**Description of the task:** Rewrite the part of the items below that opens with the line containing "Mark a point on each instance of the navy" and closes at the end of the items, replacing "finger" with "thumb" and leaving everything else unchanged.

━━ Dataset content ━━

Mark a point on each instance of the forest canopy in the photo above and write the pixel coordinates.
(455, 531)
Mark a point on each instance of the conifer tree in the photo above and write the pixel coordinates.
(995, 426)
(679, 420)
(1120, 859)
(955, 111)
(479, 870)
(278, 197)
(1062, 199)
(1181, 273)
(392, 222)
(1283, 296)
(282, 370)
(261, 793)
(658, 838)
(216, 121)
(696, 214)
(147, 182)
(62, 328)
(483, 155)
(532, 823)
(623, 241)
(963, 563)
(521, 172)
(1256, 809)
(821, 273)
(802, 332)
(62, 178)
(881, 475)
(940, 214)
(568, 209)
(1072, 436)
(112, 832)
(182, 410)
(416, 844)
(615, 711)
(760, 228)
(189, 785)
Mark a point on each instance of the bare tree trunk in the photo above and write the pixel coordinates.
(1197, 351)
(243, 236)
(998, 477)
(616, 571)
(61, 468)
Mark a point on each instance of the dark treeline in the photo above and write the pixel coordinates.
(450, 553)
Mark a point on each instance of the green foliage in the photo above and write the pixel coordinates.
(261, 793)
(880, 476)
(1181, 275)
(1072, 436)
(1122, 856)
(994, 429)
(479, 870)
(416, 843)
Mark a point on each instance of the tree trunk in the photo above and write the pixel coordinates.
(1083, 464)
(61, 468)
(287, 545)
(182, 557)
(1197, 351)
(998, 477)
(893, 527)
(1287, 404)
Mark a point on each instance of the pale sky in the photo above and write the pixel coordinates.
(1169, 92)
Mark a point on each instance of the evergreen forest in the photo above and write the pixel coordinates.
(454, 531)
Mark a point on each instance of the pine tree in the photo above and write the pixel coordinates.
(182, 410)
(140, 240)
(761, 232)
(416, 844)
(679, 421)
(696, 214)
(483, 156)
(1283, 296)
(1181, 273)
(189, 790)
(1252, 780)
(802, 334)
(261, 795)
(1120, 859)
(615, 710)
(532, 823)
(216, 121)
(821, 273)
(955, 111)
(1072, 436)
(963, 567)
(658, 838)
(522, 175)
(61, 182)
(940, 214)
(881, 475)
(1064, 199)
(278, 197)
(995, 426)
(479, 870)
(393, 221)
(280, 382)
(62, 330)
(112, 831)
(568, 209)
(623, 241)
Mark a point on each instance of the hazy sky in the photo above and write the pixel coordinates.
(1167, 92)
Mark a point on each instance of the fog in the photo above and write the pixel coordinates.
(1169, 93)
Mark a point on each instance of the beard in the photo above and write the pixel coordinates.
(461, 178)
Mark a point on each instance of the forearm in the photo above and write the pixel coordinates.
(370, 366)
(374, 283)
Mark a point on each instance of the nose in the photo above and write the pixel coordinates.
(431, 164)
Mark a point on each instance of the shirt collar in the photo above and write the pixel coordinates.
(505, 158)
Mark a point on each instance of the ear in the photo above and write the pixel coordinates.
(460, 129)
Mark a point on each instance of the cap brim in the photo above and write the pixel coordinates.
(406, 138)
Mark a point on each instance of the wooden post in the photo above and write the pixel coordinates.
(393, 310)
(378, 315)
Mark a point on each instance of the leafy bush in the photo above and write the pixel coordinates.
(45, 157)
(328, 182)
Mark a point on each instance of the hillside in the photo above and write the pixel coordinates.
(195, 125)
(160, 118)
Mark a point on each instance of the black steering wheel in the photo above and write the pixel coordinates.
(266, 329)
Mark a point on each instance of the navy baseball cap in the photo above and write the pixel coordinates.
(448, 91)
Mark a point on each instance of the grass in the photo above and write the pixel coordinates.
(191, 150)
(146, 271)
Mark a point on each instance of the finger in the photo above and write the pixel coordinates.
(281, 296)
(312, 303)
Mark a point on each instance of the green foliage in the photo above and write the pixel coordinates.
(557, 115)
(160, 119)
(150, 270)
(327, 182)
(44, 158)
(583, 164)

━━━

**Completed exercise:**
Mark a point on each instance of the navy baseball cap in the photo above and write the pixel coordinates.
(448, 91)
Mark a point on each instance of the grass in the photo above and write the pixel coordinates.
(191, 150)
(146, 271)
Mark a point on each instance of the thumb in the photo above and write the pixel coordinates.
(281, 296)
(312, 303)
Mark a point on each instance of the green foliage in the photo above and write the pixel coordinates.
(557, 115)
(160, 119)
(150, 270)
(327, 182)
(44, 158)
(583, 164)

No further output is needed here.